→ **Prompt 1**:
According to the Supreme Court pay excerpt below, why did the Registrar General think the Fourth Pay Commission should not have made certain recommendations?
------ Source excerpt
A copy of the Fourth Pay Commission's report relating to the pay-structure of the officers and employees of the Supreme Court was first sent to the Ministry of Finance, Government of India. The Ministry of Finance forwarded the said copy to the Chief Justice of India. After the receipt of the said copy of the report of the Fourth Pay Commission with regard to the Supreme Court employees, the Registrar General of this Court, by his letter dated July 22, 1987 addressed to the Secretary, Government of India, Ministry of Finance, Department of Expenditure, New Delhi, stated inter alia that if the pay-scales as proposed by the Fourth Pay Commission were accepted, and implemented, it would result in a number of anomalies and the 501 Supreme Court would encounter some difficulties in implementing the same. The Registrar General was of the opinion that the Pay Commission should not have made any such recommendation which had the effect of reducing the pay-scales than what had been given by this Court by its various interim orders dated 25.7.1986, 15.1.1987, 19.2. 1987, etc. to different categories of employees. Further, it was stated by him that the Pay Commission should not also have made recommendation which had the effect of taking away the benefit accrued to other categories of employees by the Court's order dated August 14, 1986. It is not necessary for us to refer to the anomalies as pointed out by the Registrar General in his said letter. Suffice, it to say that the Registrar General dealt with the case of each category of employees affected by the report of the Fourth Pay Commission and stressed that while accepting the pay-scales proposed by the Fourth Pay Commission for the officers and employees of the Supreme Court, the Ministry must give full consideration to the anomalies and difficulties pointed out and the suggestions made in his letter and representations enclosed therewith and intimate its decision to the Registry at an early date.

The Joint Secretary to the Government of India, Ministry of Finance, by her letter dated November 23, 1987 addressed to the Registrar General, communicated to him the sanction of the President of India to the revised pay-scales in respect of posts as shown in column 4 of the annexure to the said letter. In other words, the scales of pay as revised and/or recommended by the Fourth Pay Commission in respect of the posts mentioned in the annexure to the said letter, were accepted by the Government. Further, it was stated that such scales of pay would have effect from January 1, 1986.
------------
→ **Prompt 2**:
Count the lines in the listing below that contain the word "form". Give only the number.
------ Record extracts
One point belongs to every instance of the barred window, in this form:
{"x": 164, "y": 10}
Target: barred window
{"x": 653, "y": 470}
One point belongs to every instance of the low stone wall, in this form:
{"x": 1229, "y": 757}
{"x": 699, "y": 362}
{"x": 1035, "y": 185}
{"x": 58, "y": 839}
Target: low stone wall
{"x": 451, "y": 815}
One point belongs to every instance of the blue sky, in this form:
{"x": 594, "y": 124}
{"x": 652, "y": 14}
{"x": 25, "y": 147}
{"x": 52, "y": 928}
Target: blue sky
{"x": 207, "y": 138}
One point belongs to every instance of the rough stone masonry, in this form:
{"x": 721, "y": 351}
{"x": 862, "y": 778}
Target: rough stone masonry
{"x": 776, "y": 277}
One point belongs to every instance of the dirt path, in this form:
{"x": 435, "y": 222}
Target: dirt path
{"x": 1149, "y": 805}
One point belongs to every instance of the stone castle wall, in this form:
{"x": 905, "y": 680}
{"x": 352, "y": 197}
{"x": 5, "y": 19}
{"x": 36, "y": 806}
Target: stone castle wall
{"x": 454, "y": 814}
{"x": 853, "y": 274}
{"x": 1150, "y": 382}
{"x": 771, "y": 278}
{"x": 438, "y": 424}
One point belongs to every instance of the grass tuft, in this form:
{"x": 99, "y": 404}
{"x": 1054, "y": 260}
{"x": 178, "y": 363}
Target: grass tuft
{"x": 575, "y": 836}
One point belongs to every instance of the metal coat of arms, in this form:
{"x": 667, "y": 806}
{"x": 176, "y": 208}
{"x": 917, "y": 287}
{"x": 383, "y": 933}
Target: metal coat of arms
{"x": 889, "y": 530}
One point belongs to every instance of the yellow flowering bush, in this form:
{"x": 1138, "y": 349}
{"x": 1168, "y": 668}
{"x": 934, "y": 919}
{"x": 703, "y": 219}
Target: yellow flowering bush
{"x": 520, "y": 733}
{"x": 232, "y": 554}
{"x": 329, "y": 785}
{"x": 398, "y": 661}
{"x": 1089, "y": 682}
------------
→ **Task solution 1**:
Some recommendations would have cut pay scales below what the Court had already given different categories of employees through its interim orders, such as those dated 25.7.1986, 15.1.1987 and 19.2.1987. Others would have taken away benefits that other categories had gained under the Court's order of August 14, 1986.

→ **Task solution 2**:
9